- Set task A -
Give every executable shell command (not the # comment lines) in the README for the information retrieval evaluation system, in the order it appears.
- Set task B -
Continue the README for the information retrieval evaluation system, picking up right after its final Elasticsearch check.
-- START OF Selected excerpt --
+
Skip to content

phdctx/ir_project

Repository files navigation

Information Retrieval Evaluation System

A comprehensive system for evaluating and comparing different information retrieval methods on product search datasets, specifically designed for Amazon ESCI (Shopping Queries Dataset).

🎯 Overview

This package compares three search approaches:

  • BM25: Traditional keyword-based search
  • SBERT: Dense vector search using sentence transformers
  • Hybrid: Combination of BM25 + SBERT using Reciprocal Rank Fusion

🚀 Quick Start

1. Prerequisites

  • Python 3.8+
  • Elasticsearch 8.0+ running on localhost:9200
  • Your data files:
    • Product data in JSONL format
    • Queries in ESCI JSON format

2. Installation

# Clone or download this package
cd ir_evaluation_package

# Install dependencies
pip install -r requirements.txt

# Download NLTK data
python -c "import nltk; nltk.download('punkt'); nltk.download('stopwords')"

# Download spaCy model (optional)
python -m spacy download en_core_web_sm

3. Setup Elasticsearch

# Start Elasticsearch (adjust for your installation)
# Default: localhost:9200

# Verify it's running
curl -X GET "localhost:9200/"
-- END OF Selected excerpt --
-- START OF Information shown --
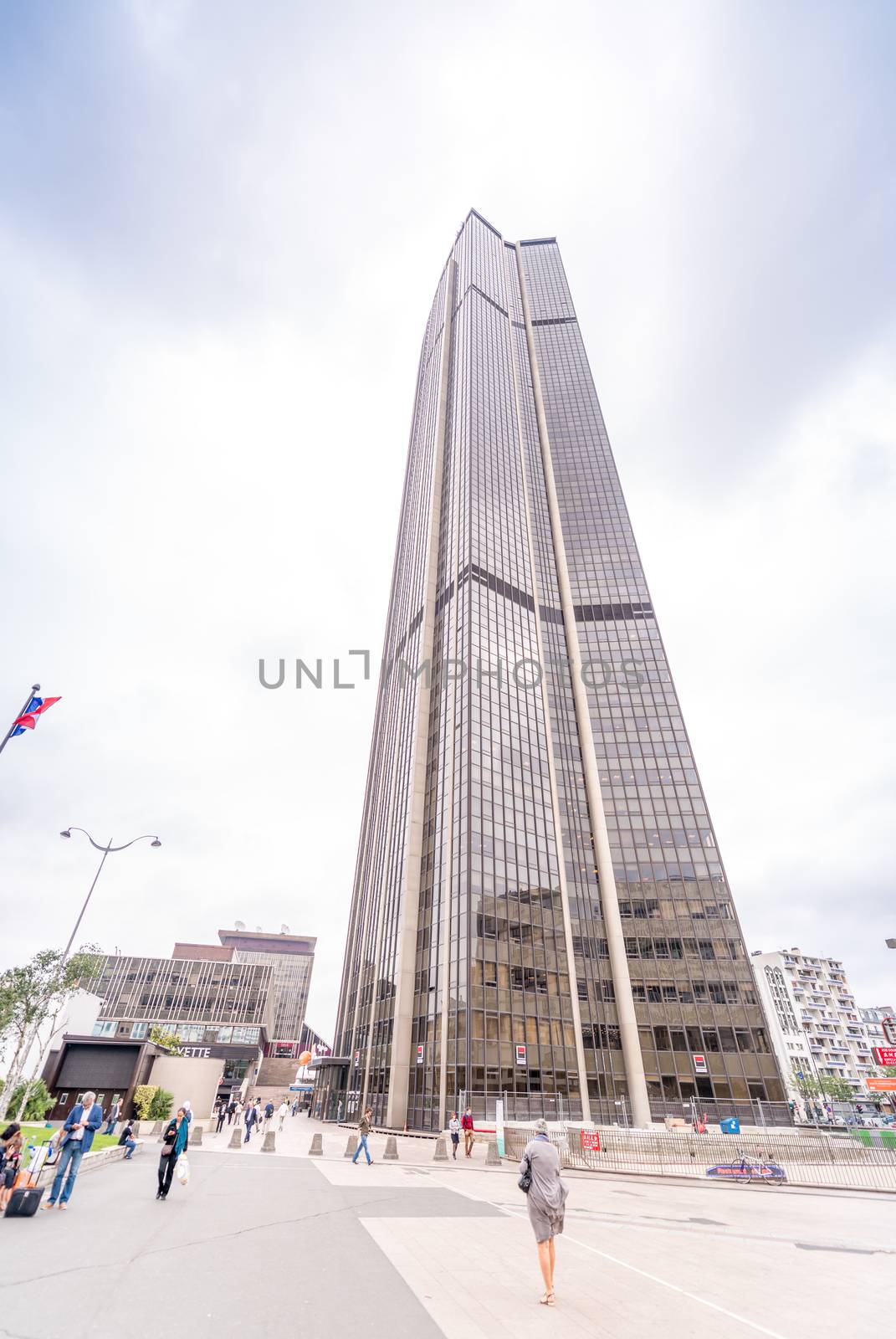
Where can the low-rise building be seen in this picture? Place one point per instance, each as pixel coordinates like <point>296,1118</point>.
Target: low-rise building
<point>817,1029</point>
-- END OF Information shown --
- Response A -
1. cd ir_evaluation_package
2. pip install -r requirements.txt
3. python -c "import nltk; nltk.download('punkt'); nltk.download('stopwords')"
4. python -m spacy download en_core_web_sm
5. curl -X GET "localhost:9200/"

- Response B -
4. Prepare Your Data

Update file paths in main_pipeline.py:

# Update these paths
jsonl_file = "data/your_products.jsonl"     # Product data
queries_file = "data/your_queries.json"     # ESCI queries

5. Run Evaluation

python main_pipeline.py

📁 Package Structure

ir_evaluation_package/
├── main_pipeline.py         # Main execution script
├── ir_setup.py             # Data preprocessing & Elasticsearch setup
├── search_engines.py       # Search method implementations
├── evaluation.py           # Run generation & evaluation
├── advanced_analysis.py    # Advanced analysis & visualizations
├── requirements.txt        # Python dependencies
├── README.md              # This file
├── example_config.py      # Configuration examples
├── data/                  # Your data files
│   ├── products.jsonl
│   └── queries.json
└── results/              # Generated results
    ├── summary_report.txt
    ├── comparison_table.csv
    └── *.png

📊 Expected Input Format

Product Data (JSONL)

{"id": "B0013REMTE", "title": "Product Title", "description": "Product description...", "full_text": "Complete product text..."}

Queries (ESCI JSON)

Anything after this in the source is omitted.